Right now, two presidential hopefuls have released their "Obamacare replacement plans"...
Sen. Marco Rubio (R-FL) and Wisconsin Gov. Scott Walker both made their proposals public on Aug. 17. The two politicians each outlined their intentions for the healthcare industry online. Politico published Rubio's "My Plan to Fix Healthcare" article. Walker's proposal was posted on his own website in the form of a 15-page, full-color PDF.
Now that these two have revealed that they intend to repeal and replace the Affordable Care Act, it's likely that the rest of the GOP candidate brigade will proffer their own versions. Money Morning intends to keep you fully up-to-snuff on what each presidential hopeful proposes.
Here's a look at the first two...
Will Republicans Replace Obamacare? An Alternative Plan Breakdown
Scott Walker's Obamacare Replacement Plan:
- A key element to Walker's plan replaces Obamacare's wealth-based subsidies for health plans with flat tax credits, meaning everyone would be eligible for the same credit amount no matter their income level. These credits would range between $900 and $3,000 per person, wrote CNN on Aug. 18, starting at $900 for individuals 17 years old or younger. Over time, they would escalate to $3,000 for individuals between the ages of 50 and 64.
- The plan also proposes "capped allotments" to states for some parts of Medicaid while allowing acute care payments to continue uncapped. An acute medical condition (opposite of a chronic medical condition) consists of severe symptoms that run a short course. Acute medical care is the level of treatment that tends to these serious, but short-lasting, conditions.

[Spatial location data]

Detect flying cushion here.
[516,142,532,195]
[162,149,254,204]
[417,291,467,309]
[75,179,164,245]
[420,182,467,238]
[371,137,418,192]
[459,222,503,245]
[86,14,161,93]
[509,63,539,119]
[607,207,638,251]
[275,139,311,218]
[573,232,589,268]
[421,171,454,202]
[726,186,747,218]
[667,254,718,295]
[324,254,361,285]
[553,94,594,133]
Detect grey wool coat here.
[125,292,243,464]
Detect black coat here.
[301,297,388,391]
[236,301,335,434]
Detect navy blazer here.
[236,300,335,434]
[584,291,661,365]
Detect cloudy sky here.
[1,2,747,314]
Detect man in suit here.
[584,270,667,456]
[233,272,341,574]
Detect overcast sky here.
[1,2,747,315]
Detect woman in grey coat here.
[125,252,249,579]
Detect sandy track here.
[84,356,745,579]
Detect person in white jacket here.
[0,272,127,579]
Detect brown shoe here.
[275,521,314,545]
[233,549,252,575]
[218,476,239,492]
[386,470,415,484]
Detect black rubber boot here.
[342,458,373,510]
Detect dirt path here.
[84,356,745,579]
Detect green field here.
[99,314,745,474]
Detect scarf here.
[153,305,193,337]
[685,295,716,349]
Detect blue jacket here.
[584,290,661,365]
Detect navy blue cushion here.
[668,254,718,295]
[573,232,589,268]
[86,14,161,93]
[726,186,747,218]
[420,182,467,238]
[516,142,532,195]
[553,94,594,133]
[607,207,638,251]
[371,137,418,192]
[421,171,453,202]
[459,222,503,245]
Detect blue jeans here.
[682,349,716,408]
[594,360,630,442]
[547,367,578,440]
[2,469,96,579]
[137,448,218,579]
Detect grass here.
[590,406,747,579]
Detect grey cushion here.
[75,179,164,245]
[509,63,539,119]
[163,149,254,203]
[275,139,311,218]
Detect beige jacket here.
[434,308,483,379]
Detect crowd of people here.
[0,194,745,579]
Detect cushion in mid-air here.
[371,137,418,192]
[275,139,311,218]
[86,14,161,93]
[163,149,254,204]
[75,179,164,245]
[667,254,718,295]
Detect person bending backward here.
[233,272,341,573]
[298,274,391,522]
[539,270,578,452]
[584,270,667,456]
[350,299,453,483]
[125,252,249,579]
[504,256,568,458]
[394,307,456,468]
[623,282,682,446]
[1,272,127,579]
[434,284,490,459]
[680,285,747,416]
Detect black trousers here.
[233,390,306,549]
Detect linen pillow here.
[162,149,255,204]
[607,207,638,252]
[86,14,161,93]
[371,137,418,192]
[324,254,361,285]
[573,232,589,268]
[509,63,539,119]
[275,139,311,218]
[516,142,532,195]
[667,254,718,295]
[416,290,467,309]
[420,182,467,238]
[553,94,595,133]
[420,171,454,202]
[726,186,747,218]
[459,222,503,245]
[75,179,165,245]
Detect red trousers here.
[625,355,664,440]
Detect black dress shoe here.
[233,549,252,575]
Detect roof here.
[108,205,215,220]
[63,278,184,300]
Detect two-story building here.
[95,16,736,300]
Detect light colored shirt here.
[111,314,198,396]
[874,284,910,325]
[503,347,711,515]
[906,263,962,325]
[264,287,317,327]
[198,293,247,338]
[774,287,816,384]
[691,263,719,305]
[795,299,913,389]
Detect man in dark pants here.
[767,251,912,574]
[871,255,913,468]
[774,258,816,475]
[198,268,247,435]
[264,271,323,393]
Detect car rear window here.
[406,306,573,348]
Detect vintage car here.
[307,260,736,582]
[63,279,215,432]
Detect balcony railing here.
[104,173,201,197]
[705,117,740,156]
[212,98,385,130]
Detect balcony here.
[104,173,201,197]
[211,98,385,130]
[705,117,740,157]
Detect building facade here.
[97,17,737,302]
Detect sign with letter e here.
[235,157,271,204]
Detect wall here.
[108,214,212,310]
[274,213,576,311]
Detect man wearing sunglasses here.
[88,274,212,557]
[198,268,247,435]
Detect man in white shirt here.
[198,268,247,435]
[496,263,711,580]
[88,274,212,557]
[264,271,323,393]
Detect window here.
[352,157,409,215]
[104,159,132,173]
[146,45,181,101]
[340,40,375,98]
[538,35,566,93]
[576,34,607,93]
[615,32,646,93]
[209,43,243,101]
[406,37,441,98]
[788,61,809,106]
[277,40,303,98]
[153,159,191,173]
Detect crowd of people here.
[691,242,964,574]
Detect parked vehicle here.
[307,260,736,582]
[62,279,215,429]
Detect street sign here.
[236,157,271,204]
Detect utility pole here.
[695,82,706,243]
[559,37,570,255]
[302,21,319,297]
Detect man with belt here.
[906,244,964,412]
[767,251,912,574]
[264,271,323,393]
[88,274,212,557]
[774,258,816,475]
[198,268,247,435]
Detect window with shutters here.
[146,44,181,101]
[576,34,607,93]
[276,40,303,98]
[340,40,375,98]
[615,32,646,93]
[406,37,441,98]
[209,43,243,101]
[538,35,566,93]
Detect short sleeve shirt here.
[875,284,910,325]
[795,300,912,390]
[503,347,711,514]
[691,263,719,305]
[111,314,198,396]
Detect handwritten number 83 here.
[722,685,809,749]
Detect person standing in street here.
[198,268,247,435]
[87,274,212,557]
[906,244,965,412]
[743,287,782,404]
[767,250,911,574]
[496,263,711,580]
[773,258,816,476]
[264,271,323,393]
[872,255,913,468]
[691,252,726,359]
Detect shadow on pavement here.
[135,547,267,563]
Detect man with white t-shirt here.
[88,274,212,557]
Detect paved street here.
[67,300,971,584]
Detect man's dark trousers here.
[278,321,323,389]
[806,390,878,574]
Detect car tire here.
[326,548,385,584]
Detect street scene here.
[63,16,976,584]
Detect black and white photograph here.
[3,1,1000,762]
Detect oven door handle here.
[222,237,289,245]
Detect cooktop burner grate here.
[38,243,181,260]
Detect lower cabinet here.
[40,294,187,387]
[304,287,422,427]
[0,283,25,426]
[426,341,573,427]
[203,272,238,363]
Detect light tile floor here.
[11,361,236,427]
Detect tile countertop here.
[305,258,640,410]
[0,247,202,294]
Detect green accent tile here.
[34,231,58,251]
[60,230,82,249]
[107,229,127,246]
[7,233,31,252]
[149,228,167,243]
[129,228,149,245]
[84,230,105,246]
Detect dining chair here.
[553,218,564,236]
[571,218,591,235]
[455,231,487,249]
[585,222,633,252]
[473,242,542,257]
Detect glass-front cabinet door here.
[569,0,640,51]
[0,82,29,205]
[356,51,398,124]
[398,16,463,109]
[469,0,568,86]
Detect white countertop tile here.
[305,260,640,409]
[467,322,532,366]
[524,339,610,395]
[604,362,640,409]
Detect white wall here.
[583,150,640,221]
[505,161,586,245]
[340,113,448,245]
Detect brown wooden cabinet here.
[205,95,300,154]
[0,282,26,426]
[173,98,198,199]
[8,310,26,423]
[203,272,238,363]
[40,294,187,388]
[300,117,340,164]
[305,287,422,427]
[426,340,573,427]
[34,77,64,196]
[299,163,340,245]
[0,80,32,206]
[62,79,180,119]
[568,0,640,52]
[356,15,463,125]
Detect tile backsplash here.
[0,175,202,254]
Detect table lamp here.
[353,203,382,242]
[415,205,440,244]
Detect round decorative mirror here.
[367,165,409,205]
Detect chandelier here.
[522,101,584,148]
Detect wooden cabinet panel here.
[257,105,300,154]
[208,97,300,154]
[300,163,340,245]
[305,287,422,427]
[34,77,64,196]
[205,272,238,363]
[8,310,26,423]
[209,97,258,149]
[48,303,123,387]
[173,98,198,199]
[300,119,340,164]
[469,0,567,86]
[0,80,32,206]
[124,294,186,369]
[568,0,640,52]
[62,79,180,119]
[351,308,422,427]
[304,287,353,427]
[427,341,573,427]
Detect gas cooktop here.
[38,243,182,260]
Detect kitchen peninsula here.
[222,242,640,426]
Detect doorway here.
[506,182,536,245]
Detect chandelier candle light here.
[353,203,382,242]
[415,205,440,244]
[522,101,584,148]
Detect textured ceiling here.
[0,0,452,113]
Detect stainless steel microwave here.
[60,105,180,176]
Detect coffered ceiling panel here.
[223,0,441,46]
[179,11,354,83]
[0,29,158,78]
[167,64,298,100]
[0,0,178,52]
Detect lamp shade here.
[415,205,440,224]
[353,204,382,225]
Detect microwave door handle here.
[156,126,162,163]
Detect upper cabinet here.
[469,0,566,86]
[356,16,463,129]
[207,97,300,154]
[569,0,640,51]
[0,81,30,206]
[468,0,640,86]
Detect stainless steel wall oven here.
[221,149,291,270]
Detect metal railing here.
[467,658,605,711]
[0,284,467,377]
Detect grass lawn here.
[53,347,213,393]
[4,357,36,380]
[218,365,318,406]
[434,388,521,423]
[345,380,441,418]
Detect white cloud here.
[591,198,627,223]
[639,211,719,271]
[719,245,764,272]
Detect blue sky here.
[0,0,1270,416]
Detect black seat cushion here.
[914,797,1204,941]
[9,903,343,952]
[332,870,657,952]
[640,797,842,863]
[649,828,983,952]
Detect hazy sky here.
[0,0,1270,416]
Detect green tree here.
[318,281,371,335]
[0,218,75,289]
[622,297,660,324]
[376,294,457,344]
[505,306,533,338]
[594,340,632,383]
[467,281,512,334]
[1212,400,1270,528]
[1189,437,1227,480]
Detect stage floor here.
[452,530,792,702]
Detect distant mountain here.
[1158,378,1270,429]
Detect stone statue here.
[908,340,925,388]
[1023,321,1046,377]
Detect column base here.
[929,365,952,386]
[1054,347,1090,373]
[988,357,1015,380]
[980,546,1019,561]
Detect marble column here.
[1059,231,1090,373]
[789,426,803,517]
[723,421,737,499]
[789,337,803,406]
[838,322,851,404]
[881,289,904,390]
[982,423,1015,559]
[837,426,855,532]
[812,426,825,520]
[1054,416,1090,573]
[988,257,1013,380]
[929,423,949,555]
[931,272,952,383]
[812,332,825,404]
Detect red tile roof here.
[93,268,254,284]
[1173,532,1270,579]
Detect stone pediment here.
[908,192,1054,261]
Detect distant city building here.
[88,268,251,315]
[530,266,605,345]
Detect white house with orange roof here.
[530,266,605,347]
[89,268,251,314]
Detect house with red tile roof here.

Problems and tasks -
1. Put this sentence from the article on Obamacare replacement plans into Spanish: "Walker's proposal was posted on his own website in the form of a 15-page, full-color PDF."
2. In the article on Obamacare replacement plans, what range do the per-person tax credits in Walker's plan cover?
3. Write what comes next in the article on Obamacare replacement plans, picking up after its last sentence.
You won't need the material for any of this.

Written responses -
1. La propuesta de Walker se publicó en su propio sitio web en forma de un PDF a todo color de 15 páginas.

2. Between $900 and $3,000 per person.

3.
- Consumers on Walker's plan would receive tax-sheltered health savings accounts (HSAs). This type of program is already popular with individuals with high-deductible plans, stated The Wall Street Journal on Aug. 18. Furthermore, it would provide a $1,000 refundable tax credit to anyone who signs up.
Marco Rubio's Obamacare Replacement Plan:
- Like Walker, Rubio also proposes tax credits Americans can use to purchase health insurance. The value of these credits would increase annually, Rubio stated in his Politico outline on Aug. 17.
- The Florida senator's plan also cuts Medicaid in order to introduce "block grants." These grants, Rubio wrote, would limit the government's commitment to Medicaid coverage and require seniors to purchase their insurance on the marketplace with a stipend.
- Lastly, individuals on Rubio's proposed plan with pre-existing conditions would be able to find coverage through their state's federally supported "high risk pools." And Americans living in high-cost states would be eligible to look for coverage across state lines.